Problem requirements. Reproduce the passage on parody religions word for word, taking everything from "What catch-all term" down to "make this determination?".

Passage.
What catch-all term exists that can adequately describe diverse new (relatively speaking) “religious” groups that exist, at least presumably, to problematize the role of religion in government? How does one identify and categorize groups that deliberately avoid identification and classification? Terms like “parody” or “satiric” religions are widely used, but they beg the question—they assume from the start that the system in question is illegitimate. Will we always be able to readily identify when an invented religion (a term popularized by Dr. Carole Cusack) is merely satire? Perhaps more importantly, will courts always be able to make this determination?
“Parody” religions aren’t new, and for the most part, they’re written off as a chuckle worthy anecdote of the internet age. They often spawn short “weird news” stories that combine a clickbait-humor angle with a brief explanation of the supposed policy goals of an actor on behalf of the religion. Or at best, they receive scholarly attention for “forc[ing] a public conversation about the definition of religion.” Countless articles have been spawned describing the patently satiric belief systems of well-known parody religions like the Church of the Flying Spaghetti Monster (or, Pastafarianism), which began as an attempt to attack the inclusion of intelligent design in school curriculums by a Kansas school board. The absurdism of a spaghetti-based deity was no doubt an intentional attack on the legitimacy given to intelligent design by the school board, despite assurances on Pastafarianism’s website by creator Bobby Henderson that “[Pastafarianism] is legit and backed by hard science. Anything that comes across as humor or satire is purely coincidental.” But parody religions can be sniffed out because they want to be. Their purpose, for now, is to openly mock and thereby question the role of religion in government. It’s not difficult for a judge to look at Pastafarianism and determine the belief is insincere, not by use of any clever legal test, but merely by looking at the parody religion on its face.
This is exactly what happened in Cavanaugh v. Bartelt, 178 F. Supp. 3d 819 (2016), when a federal judge in Nebraska heard a religious discrimination suit filed by a prisoner for the right to wear religious regalia (naturally pirate regalia, in this case) and meet for weekly worship services, among other things. Cavanaugh, the plaintiff, was able to convey at least a degree of religious sincerity, given that the opinion acknowledges he “has several tattoos proclaiming his faith” and has “openly declared his beliefs for many years.” The opinion acknowledges that Pastafarianism “contains a serious argument” regarding the place of religion in public education, and discusses the origin of Pastafarianism and its supposed tenets at length. Ultimately, the court found that the plaintiff Cavanaugh failed to state a plausible claim for relief and that Pastafarianism is “plainly a work of satire, meant to entertain while making a pointed political statement.” Much of the opinion relies on this understanding of Pastafarianism as plain satire, as well as Cavanaugh’s failure to assert that the prison’s practice put a “substantial burden” on his religious exercise (necessary for claims under the Religious Land Use and Institutionalized Persons Act (RLUIPA)).

Stored data
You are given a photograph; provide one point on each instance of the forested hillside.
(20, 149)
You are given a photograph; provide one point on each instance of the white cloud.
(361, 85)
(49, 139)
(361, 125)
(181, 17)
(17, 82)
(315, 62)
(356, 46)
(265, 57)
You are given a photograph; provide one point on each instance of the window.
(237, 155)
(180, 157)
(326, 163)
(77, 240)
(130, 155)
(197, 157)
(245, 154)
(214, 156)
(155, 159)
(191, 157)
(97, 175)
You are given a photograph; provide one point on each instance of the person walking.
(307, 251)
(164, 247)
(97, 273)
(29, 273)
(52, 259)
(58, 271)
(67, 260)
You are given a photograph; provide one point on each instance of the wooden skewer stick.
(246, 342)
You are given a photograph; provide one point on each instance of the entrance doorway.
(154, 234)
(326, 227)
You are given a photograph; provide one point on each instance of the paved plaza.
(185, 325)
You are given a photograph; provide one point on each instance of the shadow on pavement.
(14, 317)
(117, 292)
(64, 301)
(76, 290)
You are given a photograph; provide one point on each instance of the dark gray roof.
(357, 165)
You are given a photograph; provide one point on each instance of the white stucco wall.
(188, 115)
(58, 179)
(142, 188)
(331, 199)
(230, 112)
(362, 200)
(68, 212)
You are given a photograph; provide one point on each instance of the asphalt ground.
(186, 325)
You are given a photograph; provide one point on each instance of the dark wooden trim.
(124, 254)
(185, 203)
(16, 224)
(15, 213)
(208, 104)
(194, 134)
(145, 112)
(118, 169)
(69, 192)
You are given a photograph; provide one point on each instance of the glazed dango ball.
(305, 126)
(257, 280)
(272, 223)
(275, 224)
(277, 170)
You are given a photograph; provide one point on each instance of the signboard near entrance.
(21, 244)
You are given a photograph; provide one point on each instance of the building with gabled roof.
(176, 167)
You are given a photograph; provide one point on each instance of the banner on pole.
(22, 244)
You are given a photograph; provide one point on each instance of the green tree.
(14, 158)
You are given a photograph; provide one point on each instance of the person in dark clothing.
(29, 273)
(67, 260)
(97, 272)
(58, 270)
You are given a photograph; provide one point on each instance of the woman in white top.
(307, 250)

* * *

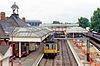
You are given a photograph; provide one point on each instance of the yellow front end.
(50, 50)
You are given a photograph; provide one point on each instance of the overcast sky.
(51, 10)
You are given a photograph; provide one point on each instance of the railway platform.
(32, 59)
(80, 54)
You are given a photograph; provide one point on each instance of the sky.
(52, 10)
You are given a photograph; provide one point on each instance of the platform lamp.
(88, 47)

Solution to the problem.
What catch-all term exists that can adequately describe diverse new (relatively speaking) “religious” groups that exist, at least presumably, to problematize the role of religion in government? How does one identify and categorize groups that deliberately avoid identification and classification? Terms like “parody” or “satiric” religions are widely used, but they beg the question—they assume from the start that the system in question is illegitimate. Will we always be able to readily identify when an invented religion (a term popularized by Dr. Carole Cusack) is merely satire? Perhaps more importantly, will courts always be able to make this determination?